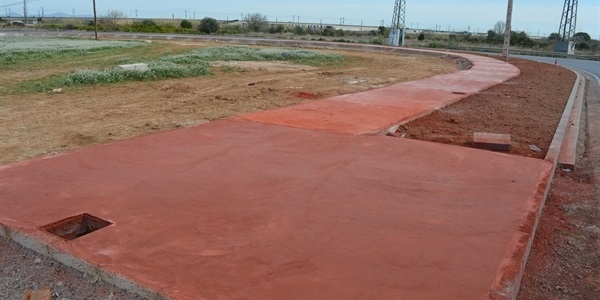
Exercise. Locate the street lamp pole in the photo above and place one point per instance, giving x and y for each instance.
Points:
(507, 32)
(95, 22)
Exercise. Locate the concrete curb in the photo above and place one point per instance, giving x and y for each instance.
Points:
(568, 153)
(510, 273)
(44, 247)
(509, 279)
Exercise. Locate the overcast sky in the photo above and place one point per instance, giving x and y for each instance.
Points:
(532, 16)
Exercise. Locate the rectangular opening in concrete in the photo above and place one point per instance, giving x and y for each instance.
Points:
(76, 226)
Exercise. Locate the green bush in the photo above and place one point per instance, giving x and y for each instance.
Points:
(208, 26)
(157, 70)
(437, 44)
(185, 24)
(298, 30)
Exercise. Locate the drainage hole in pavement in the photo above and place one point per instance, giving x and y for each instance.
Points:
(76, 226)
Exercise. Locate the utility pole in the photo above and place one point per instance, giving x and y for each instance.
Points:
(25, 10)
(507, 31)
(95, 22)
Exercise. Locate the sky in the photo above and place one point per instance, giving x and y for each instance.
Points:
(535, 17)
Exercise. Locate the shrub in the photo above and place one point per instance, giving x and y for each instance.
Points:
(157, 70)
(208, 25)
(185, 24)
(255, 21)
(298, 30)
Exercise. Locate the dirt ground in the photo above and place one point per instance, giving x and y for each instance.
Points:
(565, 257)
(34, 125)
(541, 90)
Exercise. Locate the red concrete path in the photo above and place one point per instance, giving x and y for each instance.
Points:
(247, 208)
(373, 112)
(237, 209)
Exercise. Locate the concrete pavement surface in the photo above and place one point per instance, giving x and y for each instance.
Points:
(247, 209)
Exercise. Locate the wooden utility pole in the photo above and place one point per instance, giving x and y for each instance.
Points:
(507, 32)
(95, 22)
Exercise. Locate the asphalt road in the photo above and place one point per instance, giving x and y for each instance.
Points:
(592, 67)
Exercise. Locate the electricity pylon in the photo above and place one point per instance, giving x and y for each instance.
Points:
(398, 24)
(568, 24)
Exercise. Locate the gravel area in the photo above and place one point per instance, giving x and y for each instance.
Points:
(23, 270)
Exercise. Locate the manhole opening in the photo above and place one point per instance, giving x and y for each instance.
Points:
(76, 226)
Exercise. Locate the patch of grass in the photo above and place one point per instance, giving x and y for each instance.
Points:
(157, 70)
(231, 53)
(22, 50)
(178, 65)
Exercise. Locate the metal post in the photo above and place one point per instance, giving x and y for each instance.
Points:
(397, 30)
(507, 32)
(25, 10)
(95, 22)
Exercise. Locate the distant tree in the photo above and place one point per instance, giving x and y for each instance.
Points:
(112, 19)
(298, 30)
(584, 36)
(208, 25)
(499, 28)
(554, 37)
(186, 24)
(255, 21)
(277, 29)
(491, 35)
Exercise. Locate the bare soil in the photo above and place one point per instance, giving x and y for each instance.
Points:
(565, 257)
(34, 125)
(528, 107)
****
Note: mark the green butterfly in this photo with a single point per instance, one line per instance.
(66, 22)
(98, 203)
****
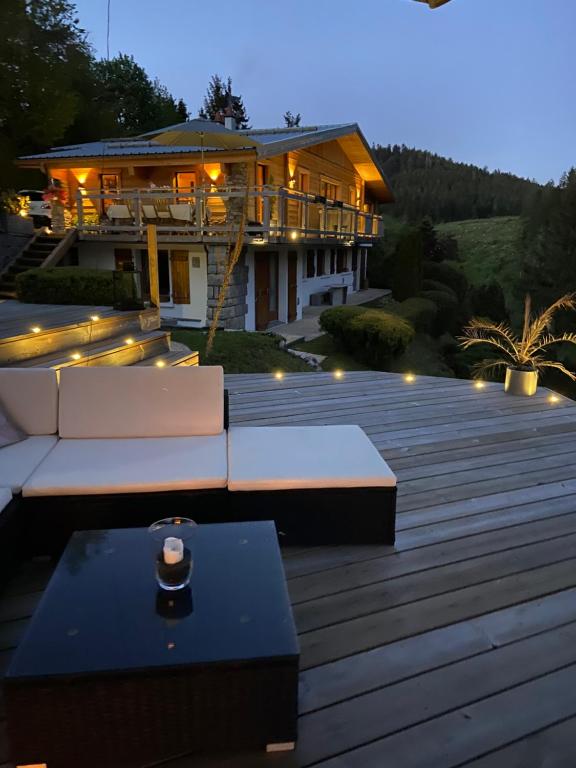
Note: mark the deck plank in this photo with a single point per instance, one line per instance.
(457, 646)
****
State the number of lines above that contain "utility". Write nothing besides it.

2